Esercizio proposto A: Nel brano sul corpo delle donne, a quale rito fu portata Ifigenia e quale le era stato promesso?
Esercizio proposto B: Modifica il tratto del brano sul corpo delle donne che comincia con "Penso anche ai" e finisce con "consapevolmente le cause.", mettendo "insegnamento" al posto di "scuola".
Esercizio proposto C: Prosegui il brano sul corpo delle donne dal punto in cui si ferma.

Testo fornito:
Penso anche ai corpi che si dissolvono nel controllo totale del peso, fino a collassare sull’altare della vita come irraggiungibile perfezione. In questi anni di scuola ho visto tanti corpi disfarsi, lanciando segnali impossibili da ignorare.

Cambiano i nomi e volti degli dei di questi sacrifici ma, fino a che i corpi verranno martoriati, la vita non potrà scorrere pura, né il caos trovare ordine. Tutta la violenza sul corpo delle donne è indirizzata alla loro capacità di essere e tessere la vita, proprio come Ifigenia condotta al rito sacrificale mentre le era stato falsamente promesso quello nuziale: il mito ci ricorda ciò che non dobbiamo e possiamo dimenticare, perché purtroppo assai spesso pretendiamo di allontanare a colpi sterili di moralismo i mali di cui alimentiamo più o meno consapevolmente le cause.

Estratto del dataset:
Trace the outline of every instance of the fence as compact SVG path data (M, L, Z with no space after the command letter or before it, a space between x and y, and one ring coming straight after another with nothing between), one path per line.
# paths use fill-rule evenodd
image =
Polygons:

--

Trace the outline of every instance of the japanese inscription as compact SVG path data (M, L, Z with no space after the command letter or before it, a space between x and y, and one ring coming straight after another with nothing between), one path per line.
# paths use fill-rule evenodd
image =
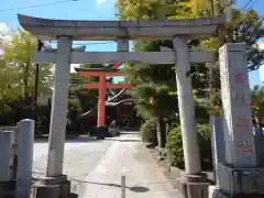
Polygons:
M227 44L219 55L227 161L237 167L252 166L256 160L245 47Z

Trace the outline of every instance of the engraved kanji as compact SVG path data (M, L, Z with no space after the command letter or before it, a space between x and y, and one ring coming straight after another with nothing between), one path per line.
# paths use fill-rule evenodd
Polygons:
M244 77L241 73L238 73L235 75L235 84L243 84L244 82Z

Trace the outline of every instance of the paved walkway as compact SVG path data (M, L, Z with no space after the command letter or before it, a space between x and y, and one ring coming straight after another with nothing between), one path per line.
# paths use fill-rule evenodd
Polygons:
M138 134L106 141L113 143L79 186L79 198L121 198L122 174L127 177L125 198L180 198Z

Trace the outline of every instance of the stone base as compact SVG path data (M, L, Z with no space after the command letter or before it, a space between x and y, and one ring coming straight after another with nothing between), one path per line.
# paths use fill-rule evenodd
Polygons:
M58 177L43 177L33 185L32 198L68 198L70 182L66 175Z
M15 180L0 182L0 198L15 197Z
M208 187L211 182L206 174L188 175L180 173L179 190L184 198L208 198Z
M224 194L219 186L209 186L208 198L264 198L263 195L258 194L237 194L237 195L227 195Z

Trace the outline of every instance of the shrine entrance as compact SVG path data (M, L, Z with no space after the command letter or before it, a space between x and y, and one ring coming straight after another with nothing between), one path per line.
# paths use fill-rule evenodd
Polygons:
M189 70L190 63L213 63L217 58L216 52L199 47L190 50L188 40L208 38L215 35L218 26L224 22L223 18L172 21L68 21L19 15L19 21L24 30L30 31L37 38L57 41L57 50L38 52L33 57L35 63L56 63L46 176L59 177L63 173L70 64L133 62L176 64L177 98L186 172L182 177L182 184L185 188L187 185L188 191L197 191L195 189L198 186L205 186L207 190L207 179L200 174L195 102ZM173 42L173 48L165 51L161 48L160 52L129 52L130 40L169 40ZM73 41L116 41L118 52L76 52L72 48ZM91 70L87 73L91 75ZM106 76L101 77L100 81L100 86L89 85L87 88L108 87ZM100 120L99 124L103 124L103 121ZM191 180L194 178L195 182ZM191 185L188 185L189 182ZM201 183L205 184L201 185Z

Soluzione esercizio A: Fu portata al rito sacrificale, mentre le era stato falsamente promesso quello nuziale.

Soluzione esercizio B:
Penso anche ai corpi che si dissolvono nel controllo totale del peso, fino a collassare sull’altare della vita come irraggiungibile perfezione. In questi anni di insegnamento ho visto tanti corpi disfarsi, lanciando segnali impossibili da ignorare.

Cambiano i nomi e volti degli dei di questi sacrifici ma, fino a che i corpi verranno martoriati, la vita non potrà scorrere pura, né il caos trovare ordine. Tutta la violenza sul corpo delle donne è indirizzata alla loro capacità di essere e tessere la vita, proprio come Ifigenia condotta al rito sacrificale mentre le era stato falsamente promesso quello nuziale: il mito ci ricorda ciò che non dobbiamo e possiamo dimenticare, perché purtroppo assai spesso pretendiamo di allontanare a colpi sterili di moralismo i mali di cui alimentiamo più o meno consapevolmente le cause.

Soluzione esercizio C:
Finché non smetteremo di usare il corpo delle donne come un campionario per altri scopi, come il catalogo più completo del consumismo, non smetteremo di distruggere le donne e con loro la vita stessa. In questo poeti e scienziati concordano, svelando molto più di migliaia di macabri dettagli di cronaca. Al nobel della letteratura Miłosz che in una poesia dice: «Quando c’è la luna e le donne in abiti a fiori passeggiano/provo stupore per i loro occhi, le loro ciglia e tutta l’organizzazione del mondo./Mi sembra che da una propensione reciproca così grande/potrebbe finalmente risultare la verità ultima», fa eco il nobel della fisica Heisenberg, quando scrive a sua moglie: «Credo che, durante l’estate, metterò la fisica in un angolo buio, per riprenderla più tardi, per prima cosa ho da imparare da te più che da tutti i trattati del mondo».

Sono infatti uomini le cui mani hanno creato bellezza duratura. Allora guardo le mie e le vostre e credo che il letto da rifare, come suggerisce la lettera della ragazza, sia ritrovare la forza gentile che, nel toccare il corpo di una donna, protegge, cura e guarisce la carne del mondo.